* **WRITTEN PROBLEM A**
List every sentence in the tracker mortgage passage that contains the word "rate" or "rates," in the order they appear.

* **GIVEN PASSAGE**
-- START --

How well do you know the money market? A tracker rate mortgage has a variable rate, usually a set percentage above or below the Bank of England’s base rate. The arrangement is for a specified period of time, generally the first few years of your mortgage. Your monthly payments will move up and down according to the fluctuations of the base rate.

One of the advantages of a tracker is that your interest rate is ‘tied’ to the Bank of England’s, not your lender’s SVR. This means that your rate is set by an independent body, and even if your lender decides to make a steep hike in their rates, you will be unaffected. If the base rate falls, you will benefit from a drop in monthly payments. However, by the same token if the market rises you will be subject to increases in your mortgage premiums. 

Taking on a tracker mortgage depends on how you think the market is likely to change over the next few years. While none of us can foretell the future, you can use advice and research to make an informed opinion.

-- END --

* **WRITTEN PROBLEM B**
Reproduce the listing from the line containing "Performance-review request: for every instance of the car roof" through the end of the listing, requests included, and raise every coordinate in the answers by 44.

* **GIVEN RECORDS**

-- START --

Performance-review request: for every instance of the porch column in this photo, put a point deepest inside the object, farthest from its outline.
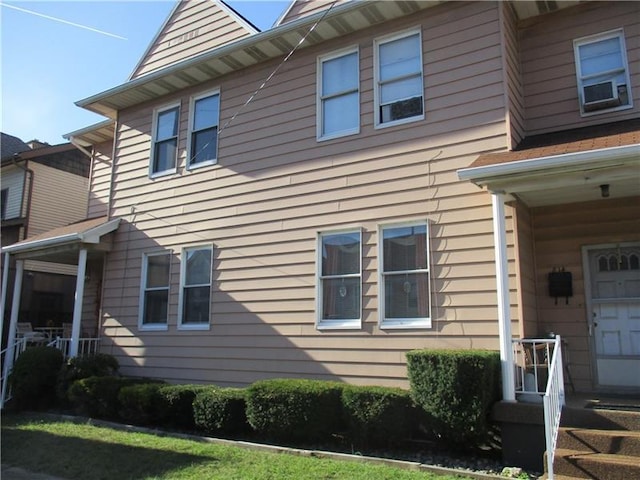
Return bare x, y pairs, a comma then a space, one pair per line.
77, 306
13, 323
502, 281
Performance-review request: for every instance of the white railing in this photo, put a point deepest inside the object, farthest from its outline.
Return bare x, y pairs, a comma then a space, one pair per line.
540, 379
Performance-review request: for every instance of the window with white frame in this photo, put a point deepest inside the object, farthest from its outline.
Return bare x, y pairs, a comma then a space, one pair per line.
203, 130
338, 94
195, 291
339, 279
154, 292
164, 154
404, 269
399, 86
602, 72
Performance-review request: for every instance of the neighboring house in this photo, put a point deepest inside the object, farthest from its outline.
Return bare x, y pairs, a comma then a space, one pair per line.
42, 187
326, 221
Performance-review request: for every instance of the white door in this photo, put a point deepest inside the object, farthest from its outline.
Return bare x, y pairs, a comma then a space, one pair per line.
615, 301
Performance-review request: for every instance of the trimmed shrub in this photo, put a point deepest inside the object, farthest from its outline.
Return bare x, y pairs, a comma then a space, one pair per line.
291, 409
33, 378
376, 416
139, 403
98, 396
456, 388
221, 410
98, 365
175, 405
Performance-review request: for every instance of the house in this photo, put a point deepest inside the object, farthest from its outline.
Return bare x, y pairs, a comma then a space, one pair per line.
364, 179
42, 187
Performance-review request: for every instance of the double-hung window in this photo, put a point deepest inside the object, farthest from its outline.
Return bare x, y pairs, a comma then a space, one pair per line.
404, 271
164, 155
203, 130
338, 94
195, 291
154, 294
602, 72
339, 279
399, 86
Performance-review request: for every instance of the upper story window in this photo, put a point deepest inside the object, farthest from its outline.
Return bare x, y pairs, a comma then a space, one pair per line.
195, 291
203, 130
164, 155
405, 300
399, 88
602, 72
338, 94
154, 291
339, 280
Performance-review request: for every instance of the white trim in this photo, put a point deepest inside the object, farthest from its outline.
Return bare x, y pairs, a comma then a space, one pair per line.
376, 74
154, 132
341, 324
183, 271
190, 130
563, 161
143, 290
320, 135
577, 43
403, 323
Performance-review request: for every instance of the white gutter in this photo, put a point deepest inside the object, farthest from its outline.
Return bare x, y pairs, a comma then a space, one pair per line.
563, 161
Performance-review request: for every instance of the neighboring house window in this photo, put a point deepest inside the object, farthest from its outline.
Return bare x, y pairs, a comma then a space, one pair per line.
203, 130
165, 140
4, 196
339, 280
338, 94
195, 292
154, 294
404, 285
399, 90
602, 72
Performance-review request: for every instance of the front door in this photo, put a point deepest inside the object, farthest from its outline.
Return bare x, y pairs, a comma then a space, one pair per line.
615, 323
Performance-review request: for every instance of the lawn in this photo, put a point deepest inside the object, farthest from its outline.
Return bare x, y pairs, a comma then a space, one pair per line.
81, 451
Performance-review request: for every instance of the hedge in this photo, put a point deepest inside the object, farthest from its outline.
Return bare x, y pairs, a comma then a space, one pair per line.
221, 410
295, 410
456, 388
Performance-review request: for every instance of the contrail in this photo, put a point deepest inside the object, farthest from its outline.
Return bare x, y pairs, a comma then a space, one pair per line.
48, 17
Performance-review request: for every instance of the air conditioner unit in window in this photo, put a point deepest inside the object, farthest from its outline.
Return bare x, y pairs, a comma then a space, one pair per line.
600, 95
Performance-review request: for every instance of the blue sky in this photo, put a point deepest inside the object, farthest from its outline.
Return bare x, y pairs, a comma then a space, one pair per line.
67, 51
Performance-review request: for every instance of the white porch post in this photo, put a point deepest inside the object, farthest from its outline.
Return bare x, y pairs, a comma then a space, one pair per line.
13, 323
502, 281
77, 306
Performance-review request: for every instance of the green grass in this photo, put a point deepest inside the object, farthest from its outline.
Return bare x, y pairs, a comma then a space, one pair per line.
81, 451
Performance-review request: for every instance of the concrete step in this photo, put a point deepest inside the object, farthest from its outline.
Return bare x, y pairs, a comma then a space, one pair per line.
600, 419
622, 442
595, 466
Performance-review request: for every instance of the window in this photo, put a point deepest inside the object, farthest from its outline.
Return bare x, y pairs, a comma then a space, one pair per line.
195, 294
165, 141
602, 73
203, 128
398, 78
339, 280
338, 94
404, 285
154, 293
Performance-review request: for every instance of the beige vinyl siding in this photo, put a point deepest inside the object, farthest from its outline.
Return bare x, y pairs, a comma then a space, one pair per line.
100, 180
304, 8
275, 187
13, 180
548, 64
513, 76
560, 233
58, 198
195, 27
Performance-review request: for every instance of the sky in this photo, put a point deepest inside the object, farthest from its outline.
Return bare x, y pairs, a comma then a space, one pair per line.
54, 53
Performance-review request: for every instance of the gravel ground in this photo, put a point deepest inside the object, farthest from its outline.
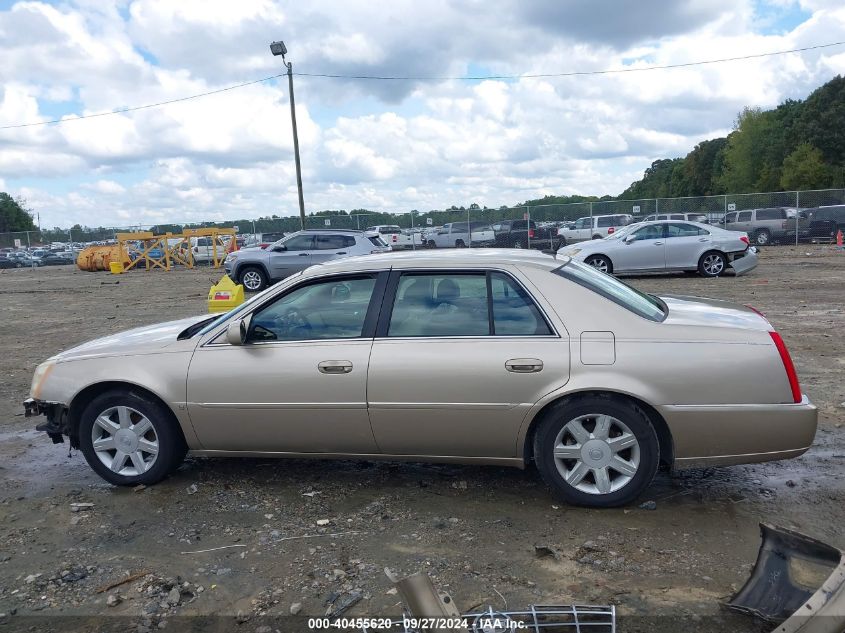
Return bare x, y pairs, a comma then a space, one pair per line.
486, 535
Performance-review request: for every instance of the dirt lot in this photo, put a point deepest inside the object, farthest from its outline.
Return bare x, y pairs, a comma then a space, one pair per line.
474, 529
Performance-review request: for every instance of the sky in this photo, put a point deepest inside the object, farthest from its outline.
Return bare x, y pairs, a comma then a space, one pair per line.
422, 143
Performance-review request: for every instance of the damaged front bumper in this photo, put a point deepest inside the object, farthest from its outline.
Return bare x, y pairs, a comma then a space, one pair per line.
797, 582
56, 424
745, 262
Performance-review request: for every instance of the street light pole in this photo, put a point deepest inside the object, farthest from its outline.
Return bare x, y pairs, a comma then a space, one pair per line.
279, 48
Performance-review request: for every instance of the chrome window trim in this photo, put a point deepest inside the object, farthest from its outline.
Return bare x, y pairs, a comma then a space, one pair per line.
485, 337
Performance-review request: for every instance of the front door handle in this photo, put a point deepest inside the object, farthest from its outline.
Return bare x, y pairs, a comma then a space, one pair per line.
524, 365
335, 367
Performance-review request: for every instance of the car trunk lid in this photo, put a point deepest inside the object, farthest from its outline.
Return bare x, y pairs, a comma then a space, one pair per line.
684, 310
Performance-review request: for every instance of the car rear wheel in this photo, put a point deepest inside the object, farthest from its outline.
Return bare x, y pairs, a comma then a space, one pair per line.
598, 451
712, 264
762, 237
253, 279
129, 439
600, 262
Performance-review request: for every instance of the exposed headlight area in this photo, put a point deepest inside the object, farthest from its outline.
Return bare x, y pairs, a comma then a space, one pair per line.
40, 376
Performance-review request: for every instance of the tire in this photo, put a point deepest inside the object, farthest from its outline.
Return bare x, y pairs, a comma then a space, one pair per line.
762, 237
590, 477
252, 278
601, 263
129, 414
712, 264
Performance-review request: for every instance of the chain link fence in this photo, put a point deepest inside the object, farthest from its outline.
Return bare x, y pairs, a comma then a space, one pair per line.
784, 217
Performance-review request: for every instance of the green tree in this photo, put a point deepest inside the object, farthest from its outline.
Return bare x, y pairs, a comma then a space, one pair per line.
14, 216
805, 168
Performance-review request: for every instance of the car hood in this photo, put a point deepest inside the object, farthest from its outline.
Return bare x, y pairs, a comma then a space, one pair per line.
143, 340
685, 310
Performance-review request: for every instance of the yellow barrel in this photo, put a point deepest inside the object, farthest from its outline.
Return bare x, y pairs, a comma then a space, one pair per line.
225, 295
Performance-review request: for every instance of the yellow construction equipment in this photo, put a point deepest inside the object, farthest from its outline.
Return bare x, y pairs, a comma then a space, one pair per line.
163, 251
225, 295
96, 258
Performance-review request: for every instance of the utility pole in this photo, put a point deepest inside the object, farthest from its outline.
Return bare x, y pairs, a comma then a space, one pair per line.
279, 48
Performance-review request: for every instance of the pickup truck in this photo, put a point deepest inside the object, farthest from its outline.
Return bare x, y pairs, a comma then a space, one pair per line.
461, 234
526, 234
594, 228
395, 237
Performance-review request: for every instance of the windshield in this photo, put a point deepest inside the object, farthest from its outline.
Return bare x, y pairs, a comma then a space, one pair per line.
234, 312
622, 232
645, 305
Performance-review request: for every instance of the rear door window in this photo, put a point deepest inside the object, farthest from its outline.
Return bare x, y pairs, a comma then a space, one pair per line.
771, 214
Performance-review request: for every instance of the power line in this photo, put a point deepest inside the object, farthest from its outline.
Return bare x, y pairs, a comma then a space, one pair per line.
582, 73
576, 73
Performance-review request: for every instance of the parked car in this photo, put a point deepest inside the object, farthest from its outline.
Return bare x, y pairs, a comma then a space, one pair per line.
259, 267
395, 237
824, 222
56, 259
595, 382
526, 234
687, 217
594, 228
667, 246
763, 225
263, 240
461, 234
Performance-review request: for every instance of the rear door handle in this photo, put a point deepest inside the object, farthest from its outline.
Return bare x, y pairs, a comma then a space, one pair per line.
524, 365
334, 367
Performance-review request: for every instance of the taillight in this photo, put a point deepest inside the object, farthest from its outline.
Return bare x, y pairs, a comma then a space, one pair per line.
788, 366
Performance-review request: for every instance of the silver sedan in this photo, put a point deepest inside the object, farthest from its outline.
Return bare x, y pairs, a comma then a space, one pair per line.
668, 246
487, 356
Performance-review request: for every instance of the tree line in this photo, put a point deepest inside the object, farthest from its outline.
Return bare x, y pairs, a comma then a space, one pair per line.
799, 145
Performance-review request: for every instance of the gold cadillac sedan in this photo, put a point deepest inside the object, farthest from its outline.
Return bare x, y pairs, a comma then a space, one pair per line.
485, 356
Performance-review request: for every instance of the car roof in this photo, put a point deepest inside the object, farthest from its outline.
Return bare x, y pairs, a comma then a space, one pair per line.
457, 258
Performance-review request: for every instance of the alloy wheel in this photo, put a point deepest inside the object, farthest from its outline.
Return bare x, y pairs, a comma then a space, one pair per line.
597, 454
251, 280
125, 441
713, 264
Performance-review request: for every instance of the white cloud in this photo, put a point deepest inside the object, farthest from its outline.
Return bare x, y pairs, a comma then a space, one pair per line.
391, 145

-- END --

* **WORKED SOLUTION A**
A tracker rate mortgage has a variable rate, usually a set percentage above or below the Bank of England’s base rate.
Your monthly payments will move up and down according to the fluctuations of the base rate.
One of the advantages of a tracker is that your interest rate is ‘tied’ to the Bank of England’s, not your lender’s SVR.
This means that your rate is set by an independent body, and even if your lender decides to make a steep hike in their rates, you will be unaffected.
If the base rate falls, you will benefit from a drop in monthly payments.

* **WORKED SOLUTION B**
Performance-review request: for every instance of the car roof in this photo, put a point deepest inside the object, farthest from its outline.
Return bare x, y pairs, a comma then a space, one pair per line.
501, 302
Performance-review request: for every instance of the alloy wheel in this photo, put a point deepest inside the object, farthest from its outline.
Return bare x, y pairs, a comma then a space, one pair per line.
641, 498
295, 324
169, 485
757, 308
Performance-review request: for every instance of the white cloud in this photo, put a point deepest inside the object, farthest from its outline.
Return bare x, y pairs, a comma then a space, one pair per line.
435, 189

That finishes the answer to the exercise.